** RECORDS SUPPLIED **
____

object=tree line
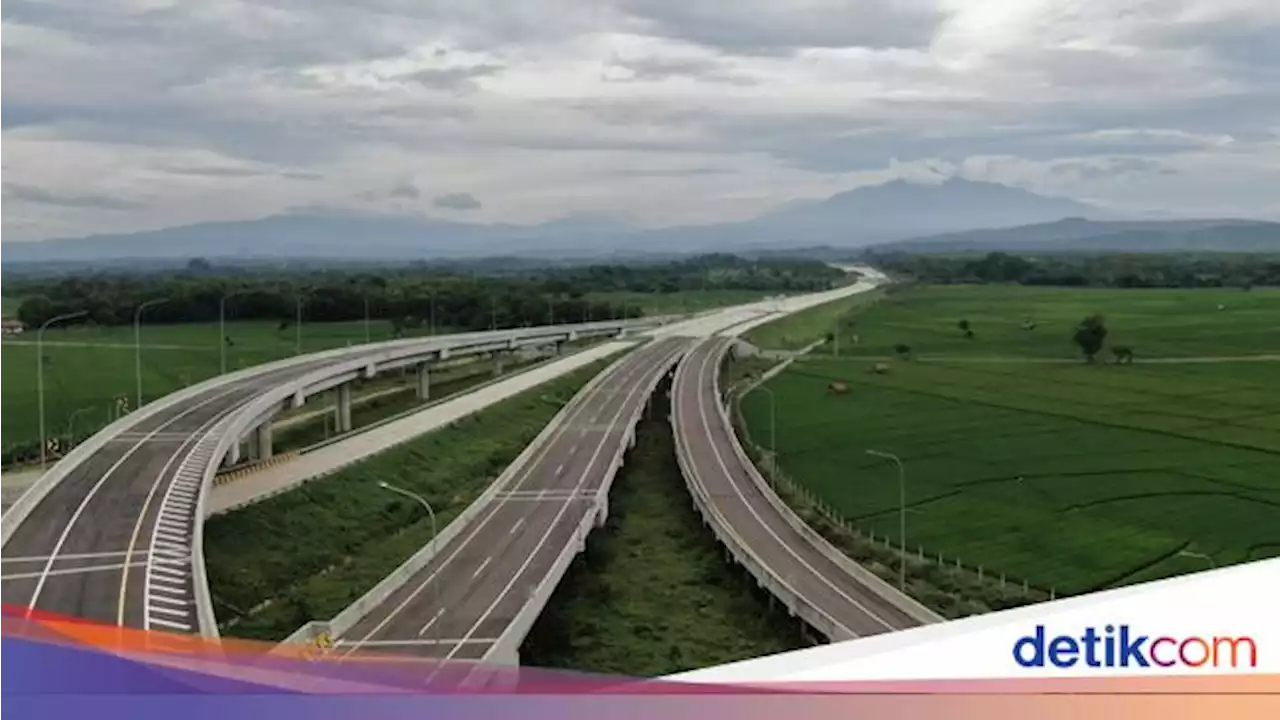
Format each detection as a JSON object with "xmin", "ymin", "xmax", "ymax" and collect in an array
[
  {"xmin": 10, "ymin": 254, "xmax": 846, "ymax": 329},
  {"xmin": 866, "ymin": 251, "xmax": 1280, "ymax": 288}
]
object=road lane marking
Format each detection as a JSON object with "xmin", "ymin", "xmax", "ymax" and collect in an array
[
  {"xmin": 337, "ymin": 342, "xmax": 669, "ymax": 657},
  {"xmin": 554, "ymin": 463, "xmax": 564, "ymax": 476},
  {"xmin": 150, "ymin": 617, "xmax": 192, "ymax": 631},
  {"xmin": 471, "ymin": 557, "xmax": 493, "ymax": 579},
  {"xmin": 508, "ymin": 518, "xmax": 524, "ymax": 535},
  {"xmin": 27, "ymin": 384, "xmax": 247, "ymax": 618},
  {"xmin": 417, "ymin": 608, "xmax": 446, "ymax": 637},
  {"xmin": 442, "ymin": 341, "xmax": 688, "ymax": 666},
  {"xmin": 3, "ymin": 561, "xmax": 148, "ymax": 581},
  {"xmin": 3, "ymin": 550, "xmax": 146, "ymax": 564},
  {"xmin": 686, "ymin": 339, "xmax": 895, "ymax": 633}
]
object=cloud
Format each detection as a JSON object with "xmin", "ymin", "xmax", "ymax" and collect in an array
[
  {"xmin": 2, "ymin": 182, "xmax": 142, "ymax": 210},
  {"xmin": 432, "ymin": 192, "xmax": 483, "ymax": 210},
  {"xmin": 2, "ymin": 0, "xmax": 1279, "ymax": 241}
]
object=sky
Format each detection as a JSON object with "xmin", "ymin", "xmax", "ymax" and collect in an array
[{"xmin": 3, "ymin": 0, "xmax": 1279, "ymax": 242}]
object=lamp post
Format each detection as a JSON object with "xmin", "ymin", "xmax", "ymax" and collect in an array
[
  {"xmin": 134, "ymin": 298, "xmax": 169, "ymax": 408},
  {"xmin": 294, "ymin": 293, "xmax": 305, "ymax": 355},
  {"xmin": 377, "ymin": 481, "xmax": 439, "ymax": 644},
  {"xmin": 363, "ymin": 293, "xmax": 371, "ymax": 344},
  {"xmin": 38, "ymin": 310, "xmax": 88, "ymax": 472},
  {"xmin": 490, "ymin": 297, "xmax": 497, "ymax": 331},
  {"xmin": 866, "ymin": 449, "xmax": 907, "ymax": 592},
  {"xmin": 219, "ymin": 289, "xmax": 253, "ymax": 375}
]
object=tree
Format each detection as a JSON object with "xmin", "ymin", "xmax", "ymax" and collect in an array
[
  {"xmin": 957, "ymin": 319, "xmax": 970, "ymax": 332},
  {"xmin": 16, "ymin": 295, "xmax": 55, "ymax": 326},
  {"xmin": 894, "ymin": 343, "xmax": 912, "ymax": 359},
  {"xmin": 1072, "ymin": 314, "xmax": 1108, "ymax": 362}
]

____

** TASK REQUIREMENTS **
Pictures are to be left out when the entries above are repeated exactly.

** EXERCISE OUTPUT **
object=tree line
Format each detection as a JSON object with "xmin", "ymin", "xmax", "ymax" and collect in an array
[
  {"xmin": 10, "ymin": 254, "xmax": 846, "ymax": 329},
  {"xmin": 866, "ymin": 251, "xmax": 1280, "ymax": 288}
]
object=road lane marking
Format each detection as a JSON object with "xmin", "ymin", "xmax", "ymax" and collect in an array
[
  {"xmin": 337, "ymin": 342, "xmax": 669, "ymax": 657},
  {"xmin": 554, "ymin": 463, "xmax": 564, "ymax": 476},
  {"xmin": 150, "ymin": 617, "xmax": 192, "ymax": 631},
  {"xmin": 471, "ymin": 557, "xmax": 493, "ymax": 579},
  {"xmin": 508, "ymin": 518, "xmax": 524, "ymax": 535},
  {"xmin": 27, "ymin": 384, "xmax": 247, "ymax": 618},
  {"xmin": 417, "ymin": 608, "xmax": 446, "ymax": 637},
  {"xmin": 442, "ymin": 341, "xmax": 688, "ymax": 666},
  {"xmin": 3, "ymin": 561, "xmax": 148, "ymax": 581},
  {"xmin": 3, "ymin": 550, "xmax": 146, "ymax": 564},
  {"xmin": 686, "ymin": 339, "xmax": 895, "ymax": 633}
]
object=cloud
Format each detection as a JSON object with "xmin", "ymin", "xmax", "ymax" and collect in an array
[
  {"xmin": 2, "ymin": 182, "xmax": 142, "ymax": 210},
  {"xmin": 432, "ymin": 192, "xmax": 483, "ymax": 210},
  {"xmin": 2, "ymin": 0, "xmax": 1279, "ymax": 241}
]
object=sky
Format each detection as a JSON object with "xmin", "ymin", "xmax", "ymax" and collect in an array
[{"xmin": 3, "ymin": 0, "xmax": 1279, "ymax": 242}]
object=lamp post
Format each detection as a JSON object with "xmin", "ymin", "xmax", "ymax" and collect in an array
[
  {"xmin": 134, "ymin": 298, "xmax": 169, "ymax": 408},
  {"xmin": 294, "ymin": 293, "xmax": 305, "ymax": 355},
  {"xmin": 377, "ymin": 481, "xmax": 439, "ymax": 644},
  {"xmin": 363, "ymin": 293, "xmax": 371, "ymax": 344},
  {"xmin": 38, "ymin": 310, "xmax": 88, "ymax": 472},
  {"xmin": 490, "ymin": 297, "xmax": 497, "ymax": 331},
  {"xmin": 866, "ymin": 449, "xmax": 907, "ymax": 592},
  {"xmin": 219, "ymin": 289, "xmax": 253, "ymax": 375}
]
object=tree
Format each detection as a JSON object with "xmin", "ymin", "xmax", "ymax" and collect in an array
[
  {"xmin": 957, "ymin": 319, "xmax": 970, "ymax": 332},
  {"xmin": 16, "ymin": 295, "xmax": 55, "ymax": 326},
  {"xmin": 894, "ymin": 343, "xmax": 912, "ymax": 359},
  {"xmin": 1072, "ymin": 314, "xmax": 1108, "ymax": 362}
]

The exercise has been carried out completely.